### REQUIREMENT
Copy out the documentation on plot integration and configuration below word for word, keeping every line, indentation and comment unchanged.

### TEXT SECTION
4.1.2. Integrate with Batch Processing

Call this method from your main processing flow:

def generate_plots(self, stat_data: StatData):
    # ... existing code ...
    
    # Generate cell-specific plots
    self.generate_my_cell_plots()
    
    # ... rest of method ...

4.1.3. Register Cell Plots in Configuration

Register your cell-specific visualization in the cell_graphs.yaml file:

# studio/app/config/cell_graphs.yaml
my_cell_plot:
  title: "My Cell Analysis"  # Display name in website
  dir: "cellplots"           # Directory where plots are saved

4.1.4. Understanding the Cell Graph URL Generation

The cell plot configuration is used by the get_cell_urls function in expdb.py:

def get_cell_urls(source, exp_dir, index: int, params=None):
    """
    Generates URLs for cell-specific visualizations.
    
    This function expects plot files to follow the pattern:
    {name}_{cell_index}.png
    """

### DATA EXTRACT
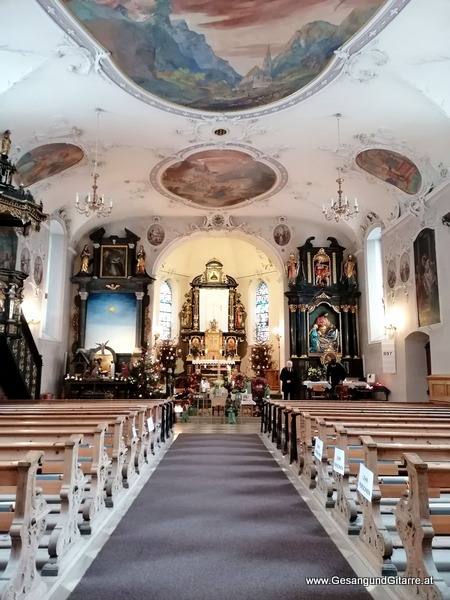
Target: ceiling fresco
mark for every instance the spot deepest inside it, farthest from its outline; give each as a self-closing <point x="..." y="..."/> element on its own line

### FULL OUTPUT
4.1.2. Integrate with Batch Processing

Call this method from your main processing flow:

def generate_plots(self, stat_data: StatData):
    # ... existing code ...
    
    # Generate cell-specific plots
    self.generate_my_cell_plots()
    
    # ... rest of method ...

4.1.3. Register Cell Plots in Configuration

Register your cell-specific visualization in the cell_graphs.yaml file:

# studio/app/config/cell_graphs.yaml
my_cell_plot:
  title: "My Cell Analysis"  # Display name in website
  dir: "cellplots"           # Directory where plots are saved

4.1.4. Understanding the Cell Graph URL Generation

The cell plot configuration is used by the get_cell_urls function in expdb.py:

def get_cell_urls(source, exp_dir, index: int, params=None):
    """
    Generates URLs for cell-specific visualizations.
    
    This function expects plot files to follow the pattern:
    {name}_{cell_index}.png
    """